Et c'est une chose extrêmement grave. La raison de cette situation est que les antiracistes et antisexistes aujourd'hui sont de façon massive essentialistes. Les racistes et les sexistes, eux, se revendiquent généralement de l'essentialisme, ce qui est en cohérence avec leur vision du monde; le problème est que les antiracistes et les antisexistes eux aussi restent essentialistes et se placent donc sur le terrain des racistes et des sexistes, c'est-à-dire en une position de faiblesse énorme.

La vision essentialiste est source de mépris. Le mépris des moins intelligents, comme je l'ai dit: à partir du moment où des êtres sont moins intelligents, sont moins capables de se débrouiller eux-mêmes, puisqu'on insiste que tous les humains sont factuellement égaux, ceux qui de fait de façon évidente ne sont pas égaux, on les méprise. L'insistance qu'on a sur l'égale intelligence des groupes humains me semble vraiment grave envers les handicapés mentaux qui, implicitement, sont considérés comme essentiellement inférieurs.

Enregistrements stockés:
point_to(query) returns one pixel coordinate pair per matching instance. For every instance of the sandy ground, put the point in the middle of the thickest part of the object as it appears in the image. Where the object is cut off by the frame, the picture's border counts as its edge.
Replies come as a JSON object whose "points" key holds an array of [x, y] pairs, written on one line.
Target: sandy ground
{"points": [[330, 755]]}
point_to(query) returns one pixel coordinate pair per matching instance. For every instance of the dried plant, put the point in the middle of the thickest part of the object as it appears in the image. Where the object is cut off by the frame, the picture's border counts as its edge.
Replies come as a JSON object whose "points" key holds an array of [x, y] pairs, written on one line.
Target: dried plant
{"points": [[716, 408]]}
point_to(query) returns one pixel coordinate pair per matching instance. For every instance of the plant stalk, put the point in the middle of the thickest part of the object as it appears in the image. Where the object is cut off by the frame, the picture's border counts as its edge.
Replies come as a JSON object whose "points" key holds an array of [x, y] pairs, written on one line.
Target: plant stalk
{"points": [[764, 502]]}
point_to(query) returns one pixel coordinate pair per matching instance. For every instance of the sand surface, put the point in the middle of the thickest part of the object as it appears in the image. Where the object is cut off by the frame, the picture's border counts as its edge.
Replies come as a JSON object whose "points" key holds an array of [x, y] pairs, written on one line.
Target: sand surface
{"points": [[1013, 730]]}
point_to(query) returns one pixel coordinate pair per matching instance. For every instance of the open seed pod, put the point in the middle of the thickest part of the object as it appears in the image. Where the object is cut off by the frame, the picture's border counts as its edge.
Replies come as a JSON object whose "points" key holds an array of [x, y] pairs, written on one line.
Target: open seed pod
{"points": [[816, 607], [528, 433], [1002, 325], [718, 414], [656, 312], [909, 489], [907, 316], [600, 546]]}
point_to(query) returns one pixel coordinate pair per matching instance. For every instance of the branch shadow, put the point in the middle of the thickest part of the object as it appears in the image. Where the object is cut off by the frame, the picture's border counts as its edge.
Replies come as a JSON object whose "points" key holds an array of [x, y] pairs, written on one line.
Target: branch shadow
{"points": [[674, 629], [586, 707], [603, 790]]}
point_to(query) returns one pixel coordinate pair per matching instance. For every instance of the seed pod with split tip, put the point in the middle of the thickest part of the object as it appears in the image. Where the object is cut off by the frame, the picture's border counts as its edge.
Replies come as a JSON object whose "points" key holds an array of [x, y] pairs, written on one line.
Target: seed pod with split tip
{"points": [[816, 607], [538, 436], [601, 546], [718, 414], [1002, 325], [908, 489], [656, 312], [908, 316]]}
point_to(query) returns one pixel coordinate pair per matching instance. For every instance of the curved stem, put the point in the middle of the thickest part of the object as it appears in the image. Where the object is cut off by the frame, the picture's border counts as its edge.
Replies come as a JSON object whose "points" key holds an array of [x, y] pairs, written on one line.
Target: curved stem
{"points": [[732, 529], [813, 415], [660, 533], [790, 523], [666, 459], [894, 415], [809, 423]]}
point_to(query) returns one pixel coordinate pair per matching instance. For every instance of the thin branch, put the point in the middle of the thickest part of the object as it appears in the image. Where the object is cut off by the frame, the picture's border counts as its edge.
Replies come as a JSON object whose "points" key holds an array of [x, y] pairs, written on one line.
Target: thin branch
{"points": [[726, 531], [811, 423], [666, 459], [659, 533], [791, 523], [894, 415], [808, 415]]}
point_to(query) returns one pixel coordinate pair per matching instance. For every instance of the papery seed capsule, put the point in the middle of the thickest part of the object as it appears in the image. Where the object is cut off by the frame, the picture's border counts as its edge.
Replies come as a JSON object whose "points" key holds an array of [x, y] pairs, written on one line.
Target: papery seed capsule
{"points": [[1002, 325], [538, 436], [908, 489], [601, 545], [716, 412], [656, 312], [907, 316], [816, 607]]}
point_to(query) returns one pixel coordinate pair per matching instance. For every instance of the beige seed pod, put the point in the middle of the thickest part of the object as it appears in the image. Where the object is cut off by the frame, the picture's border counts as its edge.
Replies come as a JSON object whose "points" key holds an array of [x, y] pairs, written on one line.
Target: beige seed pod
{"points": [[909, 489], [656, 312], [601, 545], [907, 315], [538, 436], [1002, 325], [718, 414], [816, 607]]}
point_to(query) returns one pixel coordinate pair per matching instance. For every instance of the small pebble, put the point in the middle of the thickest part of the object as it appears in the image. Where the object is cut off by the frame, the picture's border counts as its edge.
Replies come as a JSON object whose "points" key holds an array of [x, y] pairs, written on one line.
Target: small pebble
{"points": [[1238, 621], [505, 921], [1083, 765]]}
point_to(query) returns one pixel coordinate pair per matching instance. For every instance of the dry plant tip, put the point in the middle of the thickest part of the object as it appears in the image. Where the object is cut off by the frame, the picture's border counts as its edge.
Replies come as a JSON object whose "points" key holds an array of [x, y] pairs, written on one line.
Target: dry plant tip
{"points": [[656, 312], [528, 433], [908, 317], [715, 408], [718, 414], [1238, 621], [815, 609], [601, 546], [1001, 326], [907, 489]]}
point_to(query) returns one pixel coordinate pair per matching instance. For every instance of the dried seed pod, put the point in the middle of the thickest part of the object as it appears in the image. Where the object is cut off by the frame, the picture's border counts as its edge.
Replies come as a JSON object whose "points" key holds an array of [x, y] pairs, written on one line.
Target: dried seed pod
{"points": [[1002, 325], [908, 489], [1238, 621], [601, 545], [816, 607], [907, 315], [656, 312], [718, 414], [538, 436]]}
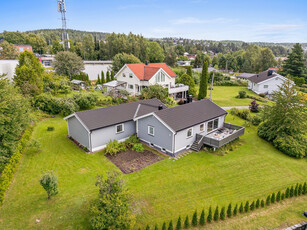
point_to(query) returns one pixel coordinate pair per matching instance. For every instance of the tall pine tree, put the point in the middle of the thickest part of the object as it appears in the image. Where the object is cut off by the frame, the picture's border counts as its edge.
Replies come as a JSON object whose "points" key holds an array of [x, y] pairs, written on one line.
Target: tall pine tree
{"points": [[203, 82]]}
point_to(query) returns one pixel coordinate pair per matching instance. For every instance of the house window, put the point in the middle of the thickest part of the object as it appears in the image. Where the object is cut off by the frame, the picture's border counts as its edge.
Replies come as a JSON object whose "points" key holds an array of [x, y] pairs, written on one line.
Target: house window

» **Consigne**
Selon le texte sur l'essentialisme, pourquoi les antiracistes et les antisexistes se retrouvent-ils dans une position de faiblesse énorme ? Répondez en une à trois phrases.

» **Réponse**
Ils restent massivement essentialistes, alors que l'essentialisme est justement ce dont se revendiquent les racistes et les sexistes. Ils se placent donc sur le terrain de ces derniers, ce qui les met dans une position de faiblesse énorme.